- _PROMPT 1_
Please answer these questions about the "Years Ago" column:
(a) In what city is Robert Frost born?
(b) On which network does "Young and the Restless" premiere?
(c) Who is honored for foiling a bank robbery at the Dollar Savings & Trust Co.'s West View Branch?
- _PROMPT 2_
Carry on the "Years Ago" column, starting after its last entry.

---------- TEXT BLOCK

Years Ago


Today is Tuesday, March 26, the 85th day of 2013. There are 280 days left in the year.

ASSOCIATED PRESS

On this date in:

1874: Poet Robert Frost is born in San Francisco.

1892: Poet Walt Whitman dies in Camden, N.J.

1962: The U.S. Supreme Court, in Baker v. Carr, gives federal courts the power to order reapportionment of states’ legislative districts.

1973:The soap opera “Young and the Restless” premieres on CBS-TV.

1979: A peace treaty is signed by Israeli Prime Minister Menachem Begin and Egyptian President Anwar Sadat and witnessed by President Jimmy Carter at the White House.

1988: Jesse Jackson stuns fellow Democrats by soundly defeating Michael S. Dukakis in Michigan’s Democratic presidential caucuses.

ASSOCIATED PRESS

1988: Dr. James Fleming, founder and medical director of the Huron Road Family Medical Center, tells Youngstown State University’s graduating class that showing concern for the disadvantaged is the key to happiness.

Spurred by a warning that landfills are reaching their capacity, the Eastgate Development and Transportation Agency will conduct a study to determine where residential garbage comes from, where it goes and where it will go in the future.

Betty Chine and Kathy Halas are honored for their roles in foiling a bank robbery at the Dollar Savings & Trust Co.’s West View Branch.

1973: The story of “Dumpy,” the dog rescued from a landfill near Salem after being gassed and shot by a dog warden, attracts national attention after a Vindicator story moved on the Associated Press wire.

Samuel Norris of Youngstown is elected exalted ruler of Elks Lodge 35 for the third time.

--------------------
---------- DATA PROVIDED

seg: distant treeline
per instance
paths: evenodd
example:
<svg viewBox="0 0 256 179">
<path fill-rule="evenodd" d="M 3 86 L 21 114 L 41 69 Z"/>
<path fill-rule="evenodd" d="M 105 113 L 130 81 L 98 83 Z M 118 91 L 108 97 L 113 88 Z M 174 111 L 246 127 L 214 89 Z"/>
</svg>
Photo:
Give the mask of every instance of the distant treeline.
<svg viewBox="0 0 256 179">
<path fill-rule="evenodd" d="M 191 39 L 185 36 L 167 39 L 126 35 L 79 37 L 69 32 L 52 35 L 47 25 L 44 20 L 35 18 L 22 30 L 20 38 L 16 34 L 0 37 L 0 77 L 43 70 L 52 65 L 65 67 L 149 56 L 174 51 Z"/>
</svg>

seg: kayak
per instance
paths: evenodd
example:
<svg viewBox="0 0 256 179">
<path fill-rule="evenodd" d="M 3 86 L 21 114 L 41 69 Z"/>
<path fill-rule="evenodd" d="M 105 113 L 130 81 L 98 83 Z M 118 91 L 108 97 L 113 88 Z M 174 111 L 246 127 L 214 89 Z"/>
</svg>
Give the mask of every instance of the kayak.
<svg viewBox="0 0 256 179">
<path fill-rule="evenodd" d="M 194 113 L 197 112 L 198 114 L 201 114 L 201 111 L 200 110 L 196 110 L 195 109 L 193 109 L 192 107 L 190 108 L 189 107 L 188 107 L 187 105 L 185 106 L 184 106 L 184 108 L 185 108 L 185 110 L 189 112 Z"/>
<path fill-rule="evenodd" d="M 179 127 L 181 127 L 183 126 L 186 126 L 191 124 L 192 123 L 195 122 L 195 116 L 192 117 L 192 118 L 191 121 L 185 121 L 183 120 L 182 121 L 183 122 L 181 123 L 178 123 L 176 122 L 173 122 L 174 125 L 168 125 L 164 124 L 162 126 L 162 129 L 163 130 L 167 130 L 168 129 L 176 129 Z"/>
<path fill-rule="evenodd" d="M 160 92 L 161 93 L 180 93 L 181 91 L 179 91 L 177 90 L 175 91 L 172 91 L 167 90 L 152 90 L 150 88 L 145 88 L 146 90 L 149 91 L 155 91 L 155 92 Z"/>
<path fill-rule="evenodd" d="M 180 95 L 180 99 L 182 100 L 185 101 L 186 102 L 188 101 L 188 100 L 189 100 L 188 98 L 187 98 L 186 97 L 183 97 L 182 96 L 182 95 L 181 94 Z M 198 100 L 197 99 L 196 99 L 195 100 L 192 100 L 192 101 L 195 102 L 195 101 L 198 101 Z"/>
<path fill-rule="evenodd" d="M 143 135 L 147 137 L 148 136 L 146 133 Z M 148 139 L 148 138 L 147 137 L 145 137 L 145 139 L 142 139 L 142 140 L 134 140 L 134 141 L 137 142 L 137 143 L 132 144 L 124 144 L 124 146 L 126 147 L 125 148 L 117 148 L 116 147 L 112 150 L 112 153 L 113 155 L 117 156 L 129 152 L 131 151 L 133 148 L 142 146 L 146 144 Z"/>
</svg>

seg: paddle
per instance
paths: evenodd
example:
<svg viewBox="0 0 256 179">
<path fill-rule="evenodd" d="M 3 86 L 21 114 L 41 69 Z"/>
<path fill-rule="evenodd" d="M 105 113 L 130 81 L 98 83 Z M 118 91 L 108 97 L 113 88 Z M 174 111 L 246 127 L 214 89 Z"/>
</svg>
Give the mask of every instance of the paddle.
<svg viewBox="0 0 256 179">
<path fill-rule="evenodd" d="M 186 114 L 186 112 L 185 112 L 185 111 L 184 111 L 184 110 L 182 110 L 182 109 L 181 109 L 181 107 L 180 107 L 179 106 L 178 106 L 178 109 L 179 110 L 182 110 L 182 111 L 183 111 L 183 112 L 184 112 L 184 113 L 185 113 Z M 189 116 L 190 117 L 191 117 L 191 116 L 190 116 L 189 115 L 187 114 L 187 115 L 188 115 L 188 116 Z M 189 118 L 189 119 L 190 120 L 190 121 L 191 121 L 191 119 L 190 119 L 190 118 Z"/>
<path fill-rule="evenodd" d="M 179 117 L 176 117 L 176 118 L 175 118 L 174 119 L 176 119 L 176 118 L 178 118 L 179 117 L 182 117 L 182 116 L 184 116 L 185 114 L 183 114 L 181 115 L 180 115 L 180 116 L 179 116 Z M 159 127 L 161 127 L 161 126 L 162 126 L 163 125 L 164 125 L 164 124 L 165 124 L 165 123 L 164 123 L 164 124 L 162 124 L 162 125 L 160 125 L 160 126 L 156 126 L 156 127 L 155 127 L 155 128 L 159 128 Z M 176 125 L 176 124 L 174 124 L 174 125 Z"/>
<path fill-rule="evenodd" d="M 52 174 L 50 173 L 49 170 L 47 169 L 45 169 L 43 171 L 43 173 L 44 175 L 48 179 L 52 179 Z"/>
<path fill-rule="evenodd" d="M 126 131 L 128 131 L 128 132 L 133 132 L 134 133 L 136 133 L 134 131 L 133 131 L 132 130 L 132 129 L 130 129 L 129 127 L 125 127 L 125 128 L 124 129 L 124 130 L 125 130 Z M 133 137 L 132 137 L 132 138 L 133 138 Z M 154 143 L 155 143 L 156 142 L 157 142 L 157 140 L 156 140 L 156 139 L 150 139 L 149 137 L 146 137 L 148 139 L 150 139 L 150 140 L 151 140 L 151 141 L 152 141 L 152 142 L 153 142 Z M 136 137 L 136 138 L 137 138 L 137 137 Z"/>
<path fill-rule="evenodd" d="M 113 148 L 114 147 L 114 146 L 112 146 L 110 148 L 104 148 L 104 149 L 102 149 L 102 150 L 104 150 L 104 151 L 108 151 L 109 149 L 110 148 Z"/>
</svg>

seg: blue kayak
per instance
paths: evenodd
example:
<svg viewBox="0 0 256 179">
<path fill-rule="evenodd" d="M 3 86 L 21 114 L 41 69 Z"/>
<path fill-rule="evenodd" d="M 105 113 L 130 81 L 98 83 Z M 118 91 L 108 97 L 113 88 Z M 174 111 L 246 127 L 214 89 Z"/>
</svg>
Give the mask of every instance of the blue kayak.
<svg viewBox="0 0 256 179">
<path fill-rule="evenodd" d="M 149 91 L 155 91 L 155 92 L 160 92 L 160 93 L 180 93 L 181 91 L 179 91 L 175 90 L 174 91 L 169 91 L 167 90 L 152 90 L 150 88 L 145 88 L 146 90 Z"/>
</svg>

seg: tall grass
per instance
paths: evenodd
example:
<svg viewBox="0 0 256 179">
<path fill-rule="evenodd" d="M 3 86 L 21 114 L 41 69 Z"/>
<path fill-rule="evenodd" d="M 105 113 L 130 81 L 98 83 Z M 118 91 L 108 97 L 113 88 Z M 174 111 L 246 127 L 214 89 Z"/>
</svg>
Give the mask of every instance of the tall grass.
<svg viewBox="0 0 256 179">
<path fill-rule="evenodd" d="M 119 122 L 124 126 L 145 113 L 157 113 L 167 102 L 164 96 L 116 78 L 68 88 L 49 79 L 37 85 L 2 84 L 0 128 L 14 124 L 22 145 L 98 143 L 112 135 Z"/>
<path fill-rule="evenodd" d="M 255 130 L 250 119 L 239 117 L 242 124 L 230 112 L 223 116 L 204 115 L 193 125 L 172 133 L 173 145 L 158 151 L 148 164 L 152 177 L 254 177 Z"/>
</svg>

--------------------

- _RESPONSE BOX 1_
(a) San Francisco
(b) CBS-TV
(c) Betty Chine and Kathy Halas

- _RESPONSE BOX 2_
Mr. and Mrs. William J. Breckner of Sebring are notified that their son, Lt. Col. William J. Breckner Jr., is listed among 107 prisoners of war slated to be released by North Vietnam. Breckner’s F-4 Phantom was shot down July 3, 1972.

1963: Dominic P. Senzarino Jr. of Struthers is arrested and charged with the attempted safecracking of a J.C. Penney store in Norfolk, Va.

The night watchman at Union National Bank identifies one of three men being held for the Youngstown Club arson in Cleveland as the man who tied him up and blindfolded him the night of the fire.

P.W. Johnston, chairman of the Erie-Lackawanna Railroad executive committee, tells the Interstate Commerce Commission that merger of the Pennsylvania and New York Central railroads would be fatal to the Erie Lackawanna as an independent line.

1938: Two Youngstown pedestrians are killed by autos, bringing the city’s traffic toll to five so far in 1938. Dead are Mrs. Margaret Ralston, 41, and Lamar H. Clay, 51, of Tod Avenue.

In Youngstown in March, the driver who overparks has been penalized more than drunken drivers, reckless drivers and other violators of state motor laws. The parking fine is $1; the average fine for traffic violators has been 65 cents.